• [Exercise instructions]: In the entries below, find each line bearing the string "query" and copy it.

• [Available data]:
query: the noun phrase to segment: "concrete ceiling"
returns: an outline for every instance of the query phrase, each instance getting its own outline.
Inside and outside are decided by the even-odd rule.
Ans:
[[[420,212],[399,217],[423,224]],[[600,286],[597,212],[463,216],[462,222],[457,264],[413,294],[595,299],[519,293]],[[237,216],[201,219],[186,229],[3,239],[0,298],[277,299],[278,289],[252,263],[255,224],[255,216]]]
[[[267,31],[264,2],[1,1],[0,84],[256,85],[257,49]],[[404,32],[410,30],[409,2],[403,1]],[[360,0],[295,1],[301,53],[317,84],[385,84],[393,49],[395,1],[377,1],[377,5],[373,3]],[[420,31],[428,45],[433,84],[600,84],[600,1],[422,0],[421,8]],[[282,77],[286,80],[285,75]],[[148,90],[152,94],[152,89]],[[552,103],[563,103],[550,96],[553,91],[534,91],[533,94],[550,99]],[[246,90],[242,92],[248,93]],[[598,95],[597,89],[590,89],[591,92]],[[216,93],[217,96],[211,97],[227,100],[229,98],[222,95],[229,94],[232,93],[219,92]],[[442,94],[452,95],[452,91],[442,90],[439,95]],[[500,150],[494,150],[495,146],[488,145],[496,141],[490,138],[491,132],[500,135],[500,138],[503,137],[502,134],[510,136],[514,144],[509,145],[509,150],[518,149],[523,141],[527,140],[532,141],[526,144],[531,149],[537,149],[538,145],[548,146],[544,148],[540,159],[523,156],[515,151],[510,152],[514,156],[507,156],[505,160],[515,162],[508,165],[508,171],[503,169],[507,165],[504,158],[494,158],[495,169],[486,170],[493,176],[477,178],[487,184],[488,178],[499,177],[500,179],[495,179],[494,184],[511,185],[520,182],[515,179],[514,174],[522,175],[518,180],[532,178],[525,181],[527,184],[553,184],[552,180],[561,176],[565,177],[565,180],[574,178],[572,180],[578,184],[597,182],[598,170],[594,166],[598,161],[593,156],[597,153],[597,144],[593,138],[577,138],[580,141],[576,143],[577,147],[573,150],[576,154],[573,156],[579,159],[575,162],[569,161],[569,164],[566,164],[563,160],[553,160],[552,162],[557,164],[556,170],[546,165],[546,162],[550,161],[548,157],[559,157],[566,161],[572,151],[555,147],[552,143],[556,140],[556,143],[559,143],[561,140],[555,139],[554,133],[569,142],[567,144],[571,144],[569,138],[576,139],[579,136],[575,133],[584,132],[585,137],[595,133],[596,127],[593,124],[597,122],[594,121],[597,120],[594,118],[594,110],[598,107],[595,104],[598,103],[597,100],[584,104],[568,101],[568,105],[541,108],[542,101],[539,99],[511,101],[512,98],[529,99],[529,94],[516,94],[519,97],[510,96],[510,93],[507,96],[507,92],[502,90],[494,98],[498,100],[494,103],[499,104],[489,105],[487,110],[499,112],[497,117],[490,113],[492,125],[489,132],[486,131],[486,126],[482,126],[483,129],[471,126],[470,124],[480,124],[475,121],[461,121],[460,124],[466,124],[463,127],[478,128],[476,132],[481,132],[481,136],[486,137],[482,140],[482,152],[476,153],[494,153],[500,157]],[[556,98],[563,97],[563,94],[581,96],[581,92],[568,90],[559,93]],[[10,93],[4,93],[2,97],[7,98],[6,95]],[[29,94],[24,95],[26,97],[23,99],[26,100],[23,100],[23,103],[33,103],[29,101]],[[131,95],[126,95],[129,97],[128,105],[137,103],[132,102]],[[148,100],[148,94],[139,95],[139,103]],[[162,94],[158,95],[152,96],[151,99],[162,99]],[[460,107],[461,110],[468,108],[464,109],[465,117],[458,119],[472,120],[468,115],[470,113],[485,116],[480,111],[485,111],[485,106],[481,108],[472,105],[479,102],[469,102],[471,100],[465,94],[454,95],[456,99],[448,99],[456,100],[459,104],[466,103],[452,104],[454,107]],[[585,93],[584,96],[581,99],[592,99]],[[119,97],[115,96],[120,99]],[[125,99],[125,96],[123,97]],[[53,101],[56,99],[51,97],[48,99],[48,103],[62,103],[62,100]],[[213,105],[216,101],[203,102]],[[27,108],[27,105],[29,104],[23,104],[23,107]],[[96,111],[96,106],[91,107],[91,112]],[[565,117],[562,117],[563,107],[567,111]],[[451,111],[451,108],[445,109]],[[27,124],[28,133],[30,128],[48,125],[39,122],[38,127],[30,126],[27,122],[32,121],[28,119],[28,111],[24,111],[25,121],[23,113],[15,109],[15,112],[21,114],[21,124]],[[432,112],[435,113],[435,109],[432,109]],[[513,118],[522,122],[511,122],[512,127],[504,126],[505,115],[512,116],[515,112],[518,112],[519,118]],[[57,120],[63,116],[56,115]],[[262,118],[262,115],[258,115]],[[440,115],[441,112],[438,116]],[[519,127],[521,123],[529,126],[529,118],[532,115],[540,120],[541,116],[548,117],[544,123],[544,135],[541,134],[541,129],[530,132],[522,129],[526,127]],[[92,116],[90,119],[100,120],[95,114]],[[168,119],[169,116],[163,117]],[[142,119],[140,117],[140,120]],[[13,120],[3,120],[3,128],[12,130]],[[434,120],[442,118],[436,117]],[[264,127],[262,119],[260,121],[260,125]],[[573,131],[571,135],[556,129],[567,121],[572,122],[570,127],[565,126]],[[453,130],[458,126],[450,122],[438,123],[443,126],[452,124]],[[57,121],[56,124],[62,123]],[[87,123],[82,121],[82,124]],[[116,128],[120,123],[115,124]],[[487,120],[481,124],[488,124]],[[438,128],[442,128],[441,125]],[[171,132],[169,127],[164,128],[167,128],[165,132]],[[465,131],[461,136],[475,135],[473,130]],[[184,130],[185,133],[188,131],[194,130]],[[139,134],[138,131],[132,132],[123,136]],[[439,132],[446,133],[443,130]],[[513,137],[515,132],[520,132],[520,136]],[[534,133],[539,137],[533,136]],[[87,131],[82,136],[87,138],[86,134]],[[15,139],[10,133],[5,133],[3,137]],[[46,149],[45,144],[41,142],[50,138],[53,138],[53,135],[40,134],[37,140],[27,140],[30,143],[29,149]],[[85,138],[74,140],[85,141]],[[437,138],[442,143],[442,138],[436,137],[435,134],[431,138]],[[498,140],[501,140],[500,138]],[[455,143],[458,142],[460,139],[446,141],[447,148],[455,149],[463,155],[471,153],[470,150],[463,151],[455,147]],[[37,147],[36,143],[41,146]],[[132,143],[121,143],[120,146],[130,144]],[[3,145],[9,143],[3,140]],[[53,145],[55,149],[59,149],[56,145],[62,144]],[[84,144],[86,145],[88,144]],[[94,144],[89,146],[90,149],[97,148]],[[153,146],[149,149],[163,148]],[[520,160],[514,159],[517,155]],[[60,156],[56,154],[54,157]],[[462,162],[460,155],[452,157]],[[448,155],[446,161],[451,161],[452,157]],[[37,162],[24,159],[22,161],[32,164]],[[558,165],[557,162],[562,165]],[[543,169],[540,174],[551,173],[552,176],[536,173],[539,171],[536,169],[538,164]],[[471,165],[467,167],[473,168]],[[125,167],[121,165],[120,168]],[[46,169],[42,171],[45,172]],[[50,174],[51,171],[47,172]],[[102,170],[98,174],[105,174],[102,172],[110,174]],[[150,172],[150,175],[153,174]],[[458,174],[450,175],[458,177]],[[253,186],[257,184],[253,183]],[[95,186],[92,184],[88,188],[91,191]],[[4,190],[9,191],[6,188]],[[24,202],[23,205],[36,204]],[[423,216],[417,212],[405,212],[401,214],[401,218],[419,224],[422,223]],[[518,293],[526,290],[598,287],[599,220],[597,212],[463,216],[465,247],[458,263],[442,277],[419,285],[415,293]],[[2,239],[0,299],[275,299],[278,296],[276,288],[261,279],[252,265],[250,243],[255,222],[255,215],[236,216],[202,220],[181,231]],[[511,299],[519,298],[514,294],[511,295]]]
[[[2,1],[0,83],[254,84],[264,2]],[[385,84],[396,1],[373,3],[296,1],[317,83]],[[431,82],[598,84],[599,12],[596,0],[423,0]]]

• [Completed exercise]:
query: the noun phrase to segment: "concrete ceiling"
returns: an outline for every instance of the query phrase, each instance getting its own outline.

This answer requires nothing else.